> **EXERCISE REQUIREMENTS**
From the interview below, copy word for word the passage that begins with "During difficult economic" and ends with "do anything differently?".
##### SUPPLIED TEXT
Interview with Amal Farrough
GC Graduation Year
Why or how did you choose your field? Were there specific experiences that influenced you?
My parents took my siblings and me on many outdoor adventures, particularly camping trips all over the world: Saskatchewan, Ontario, North Carolina, and southern Africa.
I chose to major in biology because I enjoy being outdoors, love nature and feel passionate about environmental issues.
I ended up in the field of environmental education more or less by accident. After graduating I took an internship at Au Sable Institute of Environmental Education because I didn’t know exactly what to do with my Biology degree. After one week of teaching kids about nature I realized that I had found my calling.
What’s exciting about your job or this field?
Giving children the chance to connect with the natural world, sometimes for the first time, is extremely rewarding. Seeing the amazement and wonder on their faces is an incredible experience.
What has been a challenge in your career journey?
During difficult economic times the county that I work for has experienced harsh budget cuts. The environmental education department at the county parks has itself dealt with budget reductions. So far my job has survived, but I live with the reality that it may not always be there.
Looking back, would you do anything differently?
I wish I had taken some education classes while in college. I think that would have given me valuable tools in connecting people with nature and interpreting the natural world for them.
How did your liberal arts education assist you in your journey? Are there specific examples you can offer?
##########
##### EXTRACTED MATERIAL
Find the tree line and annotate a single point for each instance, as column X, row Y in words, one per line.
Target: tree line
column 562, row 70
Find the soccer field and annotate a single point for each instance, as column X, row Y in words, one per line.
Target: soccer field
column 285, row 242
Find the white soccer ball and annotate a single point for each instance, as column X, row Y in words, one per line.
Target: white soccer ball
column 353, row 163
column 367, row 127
##########
> **OUTPUT FOR THIS TASK**
During difficult economic times the county that I work for has experienced harsh budget cuts. The environmental education department at the county parks has itself dealt with budget reductions. So far my job has survived, but I live with the reality that it may not always be there.
Looking back, would you do anything differently?